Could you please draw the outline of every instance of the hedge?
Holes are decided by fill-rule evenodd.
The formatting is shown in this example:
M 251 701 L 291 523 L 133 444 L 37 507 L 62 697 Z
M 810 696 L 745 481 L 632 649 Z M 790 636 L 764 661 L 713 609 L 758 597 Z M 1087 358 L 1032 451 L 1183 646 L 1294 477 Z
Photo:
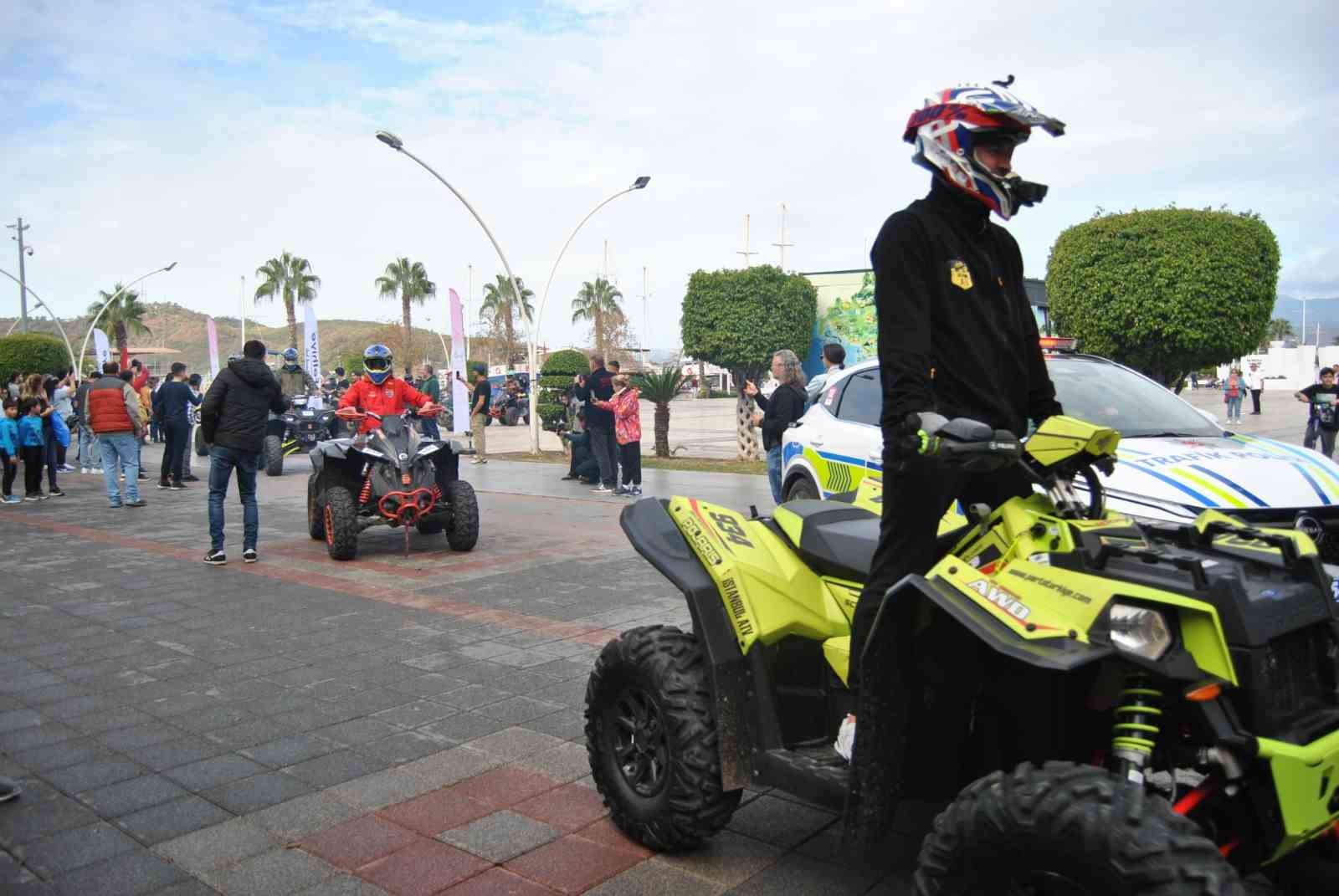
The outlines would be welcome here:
--------------------
**EXERCISE**
Rewrite the lines above as a Markdown table with the columns Row and Line, giving each non-blank line its own numbered row. Leave the pictures out.

**OUTPUT**
| Row | Line |
|---|---|
| 1 | Could you please draw the outline of every instance of the hedge? |
| 2 | Holes are decided by fill-rule evenodd. |
| 3 | The formatting is shown in this example: |
| 4 | M 251 701 L 291 523 L 133 444 L 37 507 L 62 697 Z |
| 5 | M 810 696 L 745 481 L 632 649 Z M 790 636 L 764 661 L 713 609 L 758 597 Z M 1087 358 L 1032 451 L 1183 646 L 1294 477 Z |
| 6 | Photo: |
| 7 | The outlines would be welcome here: |